>> Start Dataset records

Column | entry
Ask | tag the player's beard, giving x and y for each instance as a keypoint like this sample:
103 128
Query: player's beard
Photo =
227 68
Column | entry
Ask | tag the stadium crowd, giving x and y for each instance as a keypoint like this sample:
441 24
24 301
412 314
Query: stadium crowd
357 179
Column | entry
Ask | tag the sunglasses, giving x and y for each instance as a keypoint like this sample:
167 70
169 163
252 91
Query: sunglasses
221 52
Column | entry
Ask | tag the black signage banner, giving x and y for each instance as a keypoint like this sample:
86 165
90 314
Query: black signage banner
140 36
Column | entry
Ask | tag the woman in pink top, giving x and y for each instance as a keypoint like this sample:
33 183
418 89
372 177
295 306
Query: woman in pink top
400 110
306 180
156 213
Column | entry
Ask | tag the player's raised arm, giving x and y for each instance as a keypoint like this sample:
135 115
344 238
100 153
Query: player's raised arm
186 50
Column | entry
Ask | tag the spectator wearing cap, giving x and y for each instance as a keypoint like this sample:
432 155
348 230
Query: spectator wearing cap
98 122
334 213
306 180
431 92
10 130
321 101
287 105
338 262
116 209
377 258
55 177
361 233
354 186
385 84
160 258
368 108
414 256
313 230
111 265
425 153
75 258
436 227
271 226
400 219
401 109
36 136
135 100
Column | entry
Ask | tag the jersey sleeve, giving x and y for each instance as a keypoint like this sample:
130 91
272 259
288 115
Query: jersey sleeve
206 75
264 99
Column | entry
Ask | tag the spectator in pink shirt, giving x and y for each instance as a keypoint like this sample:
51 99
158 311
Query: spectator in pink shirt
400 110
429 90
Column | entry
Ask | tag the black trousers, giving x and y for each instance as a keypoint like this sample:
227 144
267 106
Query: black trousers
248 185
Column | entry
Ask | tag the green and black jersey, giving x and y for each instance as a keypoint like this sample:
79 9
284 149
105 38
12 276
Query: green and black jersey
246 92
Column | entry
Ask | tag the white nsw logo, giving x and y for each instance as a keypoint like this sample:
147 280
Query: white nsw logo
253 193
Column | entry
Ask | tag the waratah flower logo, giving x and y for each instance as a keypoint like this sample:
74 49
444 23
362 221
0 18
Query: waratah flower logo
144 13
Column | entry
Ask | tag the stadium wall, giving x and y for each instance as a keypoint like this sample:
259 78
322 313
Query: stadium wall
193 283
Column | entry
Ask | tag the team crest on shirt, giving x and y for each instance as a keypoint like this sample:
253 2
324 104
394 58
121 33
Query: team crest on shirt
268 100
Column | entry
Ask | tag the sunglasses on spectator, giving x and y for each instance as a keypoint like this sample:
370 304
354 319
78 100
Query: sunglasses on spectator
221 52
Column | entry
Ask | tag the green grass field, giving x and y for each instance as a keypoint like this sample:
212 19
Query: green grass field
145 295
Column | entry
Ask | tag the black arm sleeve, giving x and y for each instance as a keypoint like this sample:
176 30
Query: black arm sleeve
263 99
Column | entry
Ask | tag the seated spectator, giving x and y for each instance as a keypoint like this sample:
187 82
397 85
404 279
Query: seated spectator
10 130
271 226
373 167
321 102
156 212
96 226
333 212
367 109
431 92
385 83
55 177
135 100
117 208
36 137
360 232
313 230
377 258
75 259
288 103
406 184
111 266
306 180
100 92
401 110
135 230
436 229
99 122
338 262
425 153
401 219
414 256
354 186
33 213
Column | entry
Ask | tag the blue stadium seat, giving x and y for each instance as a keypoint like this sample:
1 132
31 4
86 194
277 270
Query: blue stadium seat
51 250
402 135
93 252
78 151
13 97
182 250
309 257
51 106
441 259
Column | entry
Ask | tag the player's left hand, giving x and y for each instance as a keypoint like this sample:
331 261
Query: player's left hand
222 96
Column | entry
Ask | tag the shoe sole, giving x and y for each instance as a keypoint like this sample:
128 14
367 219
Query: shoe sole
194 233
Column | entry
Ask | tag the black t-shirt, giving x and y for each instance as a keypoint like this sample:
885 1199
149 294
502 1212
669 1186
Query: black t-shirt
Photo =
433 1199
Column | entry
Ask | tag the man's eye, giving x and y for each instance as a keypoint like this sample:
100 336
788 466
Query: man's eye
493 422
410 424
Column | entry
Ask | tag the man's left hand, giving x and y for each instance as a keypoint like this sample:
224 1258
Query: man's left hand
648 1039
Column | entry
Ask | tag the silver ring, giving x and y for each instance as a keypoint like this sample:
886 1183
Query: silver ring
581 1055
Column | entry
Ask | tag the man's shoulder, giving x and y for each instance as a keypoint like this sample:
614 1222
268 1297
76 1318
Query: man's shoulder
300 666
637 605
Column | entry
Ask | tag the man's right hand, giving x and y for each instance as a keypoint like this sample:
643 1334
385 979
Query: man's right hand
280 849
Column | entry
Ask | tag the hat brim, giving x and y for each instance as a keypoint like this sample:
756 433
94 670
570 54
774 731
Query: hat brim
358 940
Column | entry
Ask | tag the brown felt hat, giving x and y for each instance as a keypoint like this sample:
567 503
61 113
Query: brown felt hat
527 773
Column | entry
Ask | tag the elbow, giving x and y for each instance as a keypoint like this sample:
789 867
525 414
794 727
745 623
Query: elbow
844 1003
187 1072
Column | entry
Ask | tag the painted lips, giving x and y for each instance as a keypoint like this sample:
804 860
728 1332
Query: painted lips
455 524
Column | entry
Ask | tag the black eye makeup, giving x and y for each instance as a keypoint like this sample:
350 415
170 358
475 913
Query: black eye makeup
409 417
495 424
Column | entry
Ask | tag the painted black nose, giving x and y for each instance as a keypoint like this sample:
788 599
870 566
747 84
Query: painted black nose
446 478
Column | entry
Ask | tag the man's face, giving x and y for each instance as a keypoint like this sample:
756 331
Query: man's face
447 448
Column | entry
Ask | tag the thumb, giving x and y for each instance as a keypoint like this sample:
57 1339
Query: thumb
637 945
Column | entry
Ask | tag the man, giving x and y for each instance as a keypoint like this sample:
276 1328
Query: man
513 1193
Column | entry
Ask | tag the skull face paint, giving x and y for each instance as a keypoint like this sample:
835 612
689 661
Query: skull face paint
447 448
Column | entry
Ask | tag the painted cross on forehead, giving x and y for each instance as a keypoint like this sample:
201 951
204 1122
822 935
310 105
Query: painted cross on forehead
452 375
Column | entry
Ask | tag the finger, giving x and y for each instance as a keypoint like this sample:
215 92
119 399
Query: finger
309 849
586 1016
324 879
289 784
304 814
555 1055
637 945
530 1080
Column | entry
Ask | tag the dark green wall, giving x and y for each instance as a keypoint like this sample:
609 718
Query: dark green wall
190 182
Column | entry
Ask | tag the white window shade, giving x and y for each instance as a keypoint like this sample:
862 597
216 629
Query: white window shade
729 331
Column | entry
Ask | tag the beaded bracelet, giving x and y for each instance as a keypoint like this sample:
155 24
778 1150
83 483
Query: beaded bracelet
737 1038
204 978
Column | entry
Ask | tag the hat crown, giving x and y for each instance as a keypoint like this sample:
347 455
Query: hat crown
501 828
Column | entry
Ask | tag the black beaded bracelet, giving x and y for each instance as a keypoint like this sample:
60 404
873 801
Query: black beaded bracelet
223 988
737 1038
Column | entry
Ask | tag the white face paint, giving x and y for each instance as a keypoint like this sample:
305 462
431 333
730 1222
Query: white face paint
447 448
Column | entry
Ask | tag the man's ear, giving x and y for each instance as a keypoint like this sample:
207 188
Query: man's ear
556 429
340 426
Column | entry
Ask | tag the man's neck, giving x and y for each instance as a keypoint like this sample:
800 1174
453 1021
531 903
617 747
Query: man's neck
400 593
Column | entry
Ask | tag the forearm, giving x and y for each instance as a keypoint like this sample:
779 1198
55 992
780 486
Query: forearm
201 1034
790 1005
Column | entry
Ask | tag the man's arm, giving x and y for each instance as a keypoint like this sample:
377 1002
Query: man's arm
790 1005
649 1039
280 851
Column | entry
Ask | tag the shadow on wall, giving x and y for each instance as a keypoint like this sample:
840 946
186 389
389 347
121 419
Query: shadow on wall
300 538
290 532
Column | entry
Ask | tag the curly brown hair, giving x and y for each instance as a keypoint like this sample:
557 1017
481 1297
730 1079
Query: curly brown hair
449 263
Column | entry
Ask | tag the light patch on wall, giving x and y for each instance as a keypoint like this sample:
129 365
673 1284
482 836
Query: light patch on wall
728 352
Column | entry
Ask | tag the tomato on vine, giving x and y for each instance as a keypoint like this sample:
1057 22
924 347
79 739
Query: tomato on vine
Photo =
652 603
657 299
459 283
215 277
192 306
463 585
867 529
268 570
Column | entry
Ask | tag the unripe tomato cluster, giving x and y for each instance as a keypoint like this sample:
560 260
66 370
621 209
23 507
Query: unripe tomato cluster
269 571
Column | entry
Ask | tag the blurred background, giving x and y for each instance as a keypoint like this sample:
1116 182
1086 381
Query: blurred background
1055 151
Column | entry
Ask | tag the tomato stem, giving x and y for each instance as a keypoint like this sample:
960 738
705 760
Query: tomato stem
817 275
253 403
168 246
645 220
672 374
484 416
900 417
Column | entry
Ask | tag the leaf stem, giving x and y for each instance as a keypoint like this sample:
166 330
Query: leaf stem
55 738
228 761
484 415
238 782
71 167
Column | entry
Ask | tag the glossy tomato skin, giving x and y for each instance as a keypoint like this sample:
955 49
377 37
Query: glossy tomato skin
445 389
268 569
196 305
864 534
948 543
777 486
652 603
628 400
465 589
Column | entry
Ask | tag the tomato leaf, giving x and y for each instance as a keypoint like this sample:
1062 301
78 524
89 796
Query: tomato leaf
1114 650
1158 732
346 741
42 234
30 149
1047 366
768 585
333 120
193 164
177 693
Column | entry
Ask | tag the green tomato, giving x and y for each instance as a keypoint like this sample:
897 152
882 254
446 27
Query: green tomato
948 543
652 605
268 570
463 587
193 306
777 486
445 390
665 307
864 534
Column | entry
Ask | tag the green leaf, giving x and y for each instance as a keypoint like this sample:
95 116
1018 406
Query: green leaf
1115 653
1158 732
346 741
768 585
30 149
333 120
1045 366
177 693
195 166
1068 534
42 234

>> End Dataset records

### Your goal
Copy out every line above that contains the word "forehead".

### Output of the exercise
Ask | tag the painted cross on forehead, giving x and y for each instance as a keypoint like this sample:
Query: painted cross on forehead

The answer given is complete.